- [Description of the task]
Give the listing below again in full, exactly as written.

BEGIN The input

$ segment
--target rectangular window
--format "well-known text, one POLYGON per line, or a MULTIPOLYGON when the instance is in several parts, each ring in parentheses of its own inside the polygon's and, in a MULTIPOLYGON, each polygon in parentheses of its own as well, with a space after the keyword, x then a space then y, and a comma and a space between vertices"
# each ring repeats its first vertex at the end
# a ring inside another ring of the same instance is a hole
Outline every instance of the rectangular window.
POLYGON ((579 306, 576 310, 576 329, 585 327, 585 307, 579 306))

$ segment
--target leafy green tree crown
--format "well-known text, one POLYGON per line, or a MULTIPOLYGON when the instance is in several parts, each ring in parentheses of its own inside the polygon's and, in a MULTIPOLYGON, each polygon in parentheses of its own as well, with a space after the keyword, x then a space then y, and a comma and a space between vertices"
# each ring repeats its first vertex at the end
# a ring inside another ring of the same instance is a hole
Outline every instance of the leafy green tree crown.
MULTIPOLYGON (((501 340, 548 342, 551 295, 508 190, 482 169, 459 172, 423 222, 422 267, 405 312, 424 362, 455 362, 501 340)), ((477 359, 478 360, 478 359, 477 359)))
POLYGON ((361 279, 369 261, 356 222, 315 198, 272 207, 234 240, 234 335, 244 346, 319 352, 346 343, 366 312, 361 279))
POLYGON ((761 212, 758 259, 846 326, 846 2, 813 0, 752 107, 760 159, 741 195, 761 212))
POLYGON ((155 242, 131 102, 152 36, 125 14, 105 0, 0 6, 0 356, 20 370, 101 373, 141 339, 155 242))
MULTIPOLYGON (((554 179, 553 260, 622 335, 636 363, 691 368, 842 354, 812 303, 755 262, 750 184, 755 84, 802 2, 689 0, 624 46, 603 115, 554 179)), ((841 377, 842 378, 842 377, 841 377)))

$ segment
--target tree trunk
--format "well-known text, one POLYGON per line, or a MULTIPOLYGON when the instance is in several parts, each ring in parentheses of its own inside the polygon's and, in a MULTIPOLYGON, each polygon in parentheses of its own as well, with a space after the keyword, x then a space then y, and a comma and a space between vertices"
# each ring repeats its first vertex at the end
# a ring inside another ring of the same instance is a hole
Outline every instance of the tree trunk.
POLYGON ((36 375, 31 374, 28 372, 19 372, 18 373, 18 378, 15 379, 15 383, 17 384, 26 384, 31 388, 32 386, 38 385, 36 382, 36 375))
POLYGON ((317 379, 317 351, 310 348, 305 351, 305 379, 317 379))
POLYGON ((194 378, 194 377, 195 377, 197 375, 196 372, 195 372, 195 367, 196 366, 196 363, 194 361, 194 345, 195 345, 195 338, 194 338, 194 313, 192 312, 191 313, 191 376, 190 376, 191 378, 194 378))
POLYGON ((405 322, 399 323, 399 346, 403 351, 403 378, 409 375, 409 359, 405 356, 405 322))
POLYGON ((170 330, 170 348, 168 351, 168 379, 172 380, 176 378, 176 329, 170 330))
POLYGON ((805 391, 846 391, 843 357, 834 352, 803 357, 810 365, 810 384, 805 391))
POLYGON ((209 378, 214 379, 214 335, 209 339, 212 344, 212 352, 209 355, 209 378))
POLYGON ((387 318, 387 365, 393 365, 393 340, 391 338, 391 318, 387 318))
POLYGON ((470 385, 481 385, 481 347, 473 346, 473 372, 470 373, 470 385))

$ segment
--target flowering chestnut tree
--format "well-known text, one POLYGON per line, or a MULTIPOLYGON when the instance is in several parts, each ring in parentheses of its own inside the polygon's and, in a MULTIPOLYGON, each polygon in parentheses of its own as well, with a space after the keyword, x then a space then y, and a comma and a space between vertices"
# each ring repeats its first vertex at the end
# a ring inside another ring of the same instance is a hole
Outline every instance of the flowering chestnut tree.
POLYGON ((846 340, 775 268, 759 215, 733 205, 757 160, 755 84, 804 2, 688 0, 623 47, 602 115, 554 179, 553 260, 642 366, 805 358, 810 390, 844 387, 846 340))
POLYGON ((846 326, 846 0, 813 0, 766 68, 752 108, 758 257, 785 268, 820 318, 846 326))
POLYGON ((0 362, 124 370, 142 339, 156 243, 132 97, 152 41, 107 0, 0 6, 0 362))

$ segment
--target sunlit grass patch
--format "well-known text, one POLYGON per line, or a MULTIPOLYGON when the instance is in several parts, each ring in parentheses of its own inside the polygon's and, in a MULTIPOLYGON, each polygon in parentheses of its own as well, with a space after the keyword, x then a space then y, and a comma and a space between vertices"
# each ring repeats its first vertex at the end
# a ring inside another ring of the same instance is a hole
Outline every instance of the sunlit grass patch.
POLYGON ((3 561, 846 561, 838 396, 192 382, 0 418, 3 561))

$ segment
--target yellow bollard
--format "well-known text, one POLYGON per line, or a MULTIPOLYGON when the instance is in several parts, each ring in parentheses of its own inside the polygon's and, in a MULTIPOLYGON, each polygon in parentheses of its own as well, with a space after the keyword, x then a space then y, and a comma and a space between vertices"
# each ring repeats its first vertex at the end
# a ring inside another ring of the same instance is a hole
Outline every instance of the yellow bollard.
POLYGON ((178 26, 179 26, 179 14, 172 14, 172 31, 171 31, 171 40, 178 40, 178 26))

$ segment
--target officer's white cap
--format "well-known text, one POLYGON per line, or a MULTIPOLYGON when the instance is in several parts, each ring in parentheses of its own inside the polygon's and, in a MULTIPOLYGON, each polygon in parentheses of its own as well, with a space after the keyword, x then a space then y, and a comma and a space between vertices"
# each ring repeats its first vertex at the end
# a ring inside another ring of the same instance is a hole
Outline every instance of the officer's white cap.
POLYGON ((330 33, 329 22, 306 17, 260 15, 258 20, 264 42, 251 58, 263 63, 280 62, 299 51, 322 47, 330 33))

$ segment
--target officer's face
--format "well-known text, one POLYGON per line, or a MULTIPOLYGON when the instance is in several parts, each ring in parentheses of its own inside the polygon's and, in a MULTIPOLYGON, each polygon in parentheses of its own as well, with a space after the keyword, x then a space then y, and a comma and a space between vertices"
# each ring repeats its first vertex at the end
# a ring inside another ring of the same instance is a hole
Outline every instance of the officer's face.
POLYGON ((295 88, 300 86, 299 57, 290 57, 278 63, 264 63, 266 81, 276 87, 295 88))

END The input

- [Task result]
$ segment
--target rectangular window
--format "well-known text, one POLYGON per line, or a MULTIPOLYGON when the instance is in several parts, each ring in parentheses of its own inside the polygon's and, in a MULTIPOLYGON, each polygon in parentheses of its own as well, with a space after the keyword, x then a space then y, and a comma and a space between vertices"
# each ring repeats its first vertex at the end
# a ring inside another ring of the same instance is a hole
Outline every instance of the rectangular window.
POLYGON ((579 306, 576 310, 576 329, 585 327, 585 307, 579 306))

$ segment
--target leafy green tree crown
--format "well-known text, one POLYGON per line, or a MULTIPOLYGON when the instance is in several parts, each ring in parentheses of its own inside the polygon's and, in a MULTIPOLYGON, each polygon in parentheses of its own as well, with a space after the keyword, x then a space then y, and a comma and a space between vertices"
# each ring repeats its first vertex at the end
# a ring inside another ring of the same instance is a hole
Outline every instance of the leafy green tree crown.
MULTIPOLYGON (((501 340, 548 342, 551 295, 508 190, 482 169, 459 172, 423 222, 422 267, 405 312, 424 362, 455 362, 501 340)), ((477 359, 478 360, 478 359, 477 359)))
POLYGON ((361 279, 369 261, 356 222, 315 198, 272 207, 234 240, 234 335, 244 346, 319 352, 346 343, 366 312, 361 279))
POLYGON ((761 212, 758 259, 846 326, 846 2, 813 0, 752 107, 760 159, 741 195, 761 212))
POLYGON ((155 242, 131 102, 152 36, 125 14, 105 0, 0 6, 0 356, 20 370, 101 373, 141 339, 155 242))
MULTIPOLYGON (((554 179, 553 260, 622 335, 636 363, 691 368, 842 354, 812 303, 755 262, 750 184, 755 84, 802 2, 689 0, 624 46, 603 115, 554 179)), ((841 377, 842 378, 842 377, 841 377)))

$ segment
--target tree trunk
--format "well-known text, one POLYGON per line, or a MULTIPOLYGON when the instance is in several parts, each ring in parentheses of its own inside the polygon's and, in a MULTIPOLYGON, each polygon in parentheses of its own as well, with a space after the keyword, x then a space then y, and a comma and a space between vertices"
# each ring repeats its first vertex at the end
# a ring inside another ring of the same instance is a hole
Outline every instance of the tree trunk.
POLYGON ((36 375, 31 374, 28 372, 19 372, 18 373, 18 378, 15 379, 15 383, 17 384, 26 384, 31 388, 32 386, 38 385, 36 382, 36 375))
POLYGON ((317 379, 317 351, 310 348, 305 351, 305 379, 317 379))
POLYGON ((194 378, 194 377, 195 377, 197 375, 196 372, 195 372, 195 367, 196 366, 196 363, 194 361, 194 345, 195 345, 195 338, 194 338, 194 313, 192 312, 191 313, 191 376, 190 376, 191 378, 194 378))
POLYGON ((405 322, 399 323, 399 346, 403 351, 403 378, 409 375, 409 359, 405 356, 405 322))
POLYGON ((170 330, 170 348, 168 351, 168 379, 172 380, 176 378, 176 329, 170 330))
POLYGON ((805 391, 846 391, 843 357, 834 352, 803 357, 810 365, 810 384, 805 391))
POLYGON ((209 378, 214 379, 214 335, 209 339, 212 344, 212 352, 209 355, 209 378))
POLYGON ((387 318, 387 365, 393 365, 393 340, 391 338, 391 318, 387 318))
POLYGON ((470 385, 481 385, 481 347, 473 346, 473 372, 470 373, 470 385))

$ segment
--target flowering chestnut tree
--format "well-known text, one POLYGON per line, or a MULTIPOLYGON when the instance is in several parts, each ring in parentheses of its own inside the polygon's and, in a MULTIPOLYGON, each polygon in parentheses of its own as well, with a space after the keyword, x then a space then y, and a comma and a space between vertices"
# each ring repeats its first vertex at the end
# a ring inside another ring of the same instance is a hole
Outline every instance of the flowering chestnut tree.
POLYGON ((846 340, 775 268, 759 215, 733 205, 757 160, 755 84, 804 2, 688 0, 623 47, 602 115, 554 179, 553 260, 642 366, 805 358, 810 390, 844 387, 846 340))
POLYGON ((846 326, 846 0, 813 0, 766 68, 752 108, 758 257, 785 268, 820 318, 846 326))
POLYGON ((0 362, 124 370, 142 339, 156 243, 132 97, 152 41, 107 0, 0 6, 0 362))

$ segment
--target sunlit grass patch
--format "well-known text, one POLYGON per line, or a MULTIPOLYGON when the instance is in several parts, each ring in parentheses of its own inside the polygon's and, in a MULTIPOLYGON, each polygon in parentheses of its own as well, with a space after the keyword, x then a space then y, and a comma and a space between vertices"
# each ring repeats its first vertex at the end
# a ring inside another ring of the same instance is a hole
Outline every instance of the sunlit grass patch.
POLYGON ((3 561, 846 561, 838 396, 192 382, 0 418, 3 561))

$ segment
--target yellow bollard
--format "well-known text, one POLYGON per line, or a MULTIPOLYGON when the instance is in several parts, each ring in parentheses of its own inside the polygon's and, in a MULTIPOLYGON, each polygon in parentheses of its own as well, with a space after the keyword, x then a space then y, and a comma and a space between vertices"
# each ring repeats its first vertex at the end
# a ring inside another ring of the same instance is a hole
Outline every instance of the yellow bollard.
POLYGON ((178 26, 179 26, 179 14, 172 14, 172 31, 171 31, 171 40, 178 40, 178 26))

$ segment
--target officer's white cap
--format "well-known text, one POLYGON per line, or a MULTIPOLYGON when the instance is in several parts, each ring in parentheses of its own inside the polygon's and, in a MULTIPOLYGON, each polygon in parentheses of its own as well, with a space after the keyword, x then a space then y, and a comma and a space between vertices"
# each ring repeats its first vertex at the end
# a ring inside another ring of the same instance is a hole
Outline every instance of the officer's white cap.
POLYGON ((330 33, 329 22, 306 17, 260 15, 258 20, 264 42, 251 58, 263 63, 280 62, 299 51, 322 47, 330 33))

$ segment
--target officer's face
--format "well-known text, one POLYGON per line, or a MULTIPOLYGON when the instance is in several parts, each ring in parentheses of its own inside the polygon's and, in a MULTIPOLYGON, each polygon in parentheses of its own as well, with a space after the keyword, x then a space then y, and a comma and a space between vertices"
# each ring repeats its first vertex at the end
# a ring inside another ring of the same instance is a hole
Outline every instance of the officer's face.
POLYGON ((295 88, 300 86, 299 57, 290 57, 278 63, 264 63, 266 81, 276 87, 295 88))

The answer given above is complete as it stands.